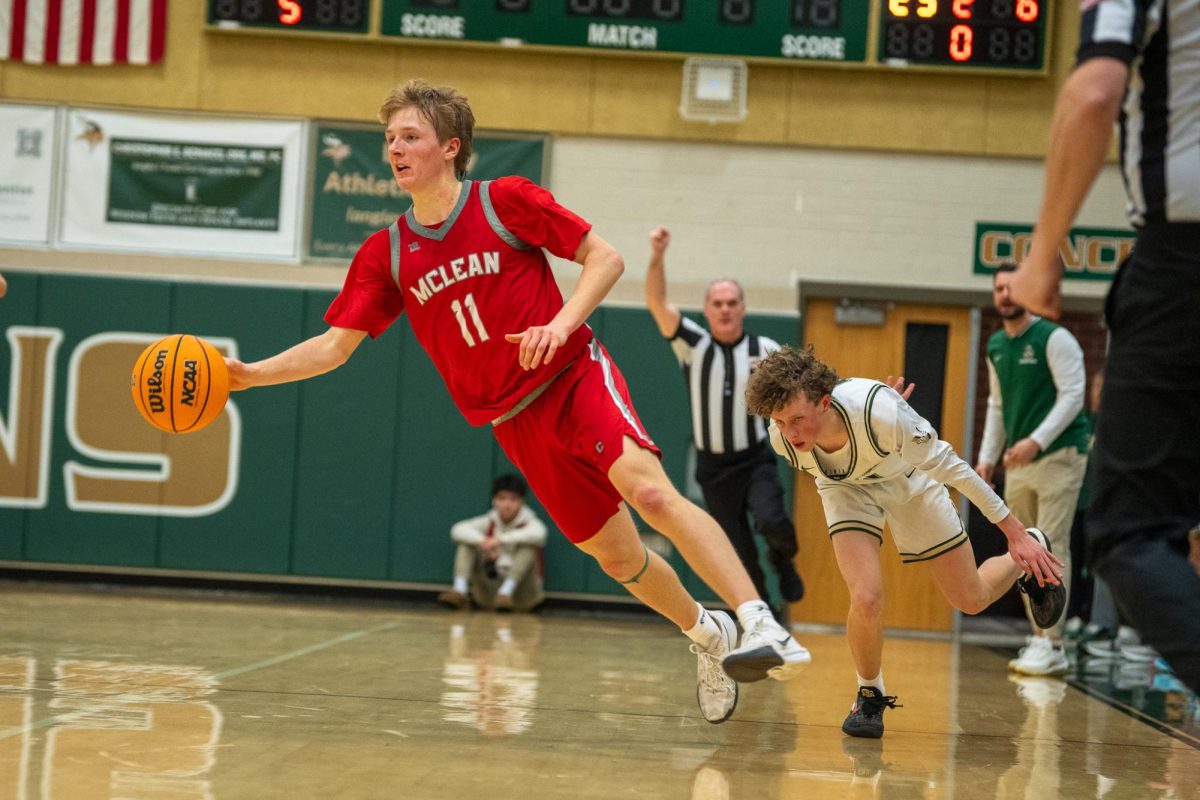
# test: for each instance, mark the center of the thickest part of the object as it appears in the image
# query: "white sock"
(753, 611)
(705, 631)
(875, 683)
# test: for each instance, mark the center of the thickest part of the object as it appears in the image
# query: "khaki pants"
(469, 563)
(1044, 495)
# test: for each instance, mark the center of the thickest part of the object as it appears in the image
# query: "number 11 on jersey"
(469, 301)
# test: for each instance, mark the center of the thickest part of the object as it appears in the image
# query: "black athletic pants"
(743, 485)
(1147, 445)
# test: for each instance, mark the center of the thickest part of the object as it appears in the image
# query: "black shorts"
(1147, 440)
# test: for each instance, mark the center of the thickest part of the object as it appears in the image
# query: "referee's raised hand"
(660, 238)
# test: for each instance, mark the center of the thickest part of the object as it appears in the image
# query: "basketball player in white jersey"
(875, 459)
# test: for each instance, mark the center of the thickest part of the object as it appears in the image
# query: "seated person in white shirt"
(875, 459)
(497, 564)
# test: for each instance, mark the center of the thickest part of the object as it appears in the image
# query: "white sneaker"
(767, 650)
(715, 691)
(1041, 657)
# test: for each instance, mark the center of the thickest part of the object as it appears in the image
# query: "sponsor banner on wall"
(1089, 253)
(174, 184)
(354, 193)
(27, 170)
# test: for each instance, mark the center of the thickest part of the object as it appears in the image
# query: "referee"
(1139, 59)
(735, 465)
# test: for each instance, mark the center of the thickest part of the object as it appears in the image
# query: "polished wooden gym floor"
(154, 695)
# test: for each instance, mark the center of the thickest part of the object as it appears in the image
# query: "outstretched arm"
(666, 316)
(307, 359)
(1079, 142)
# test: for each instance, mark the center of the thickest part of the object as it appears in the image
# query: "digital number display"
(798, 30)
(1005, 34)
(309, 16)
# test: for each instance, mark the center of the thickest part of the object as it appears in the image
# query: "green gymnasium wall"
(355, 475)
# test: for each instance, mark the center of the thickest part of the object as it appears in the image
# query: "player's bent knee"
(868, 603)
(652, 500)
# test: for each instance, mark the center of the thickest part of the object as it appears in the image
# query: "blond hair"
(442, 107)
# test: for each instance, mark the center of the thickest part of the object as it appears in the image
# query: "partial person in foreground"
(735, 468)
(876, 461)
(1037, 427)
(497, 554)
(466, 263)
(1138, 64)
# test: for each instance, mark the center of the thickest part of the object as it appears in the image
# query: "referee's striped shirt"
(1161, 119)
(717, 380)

• [Short exercise]
Starting at the beginning of the records and stopping after the line that holds "(1044, 495)", write those lines out again with "khaki" switched to "tan" and nothing else changed. Leave the pictures out.

• [Correct result]
# test: for each instance, mark the center of the thickest part of the object as it appears in the image
# query: "white sock"
(753, 611)
(705, 631)
(875, 683)
# test: for each instance, mark the center of the thickest part of the object as it appears in the image
# query: "tan pants"
(469, 563)
(1044, 495)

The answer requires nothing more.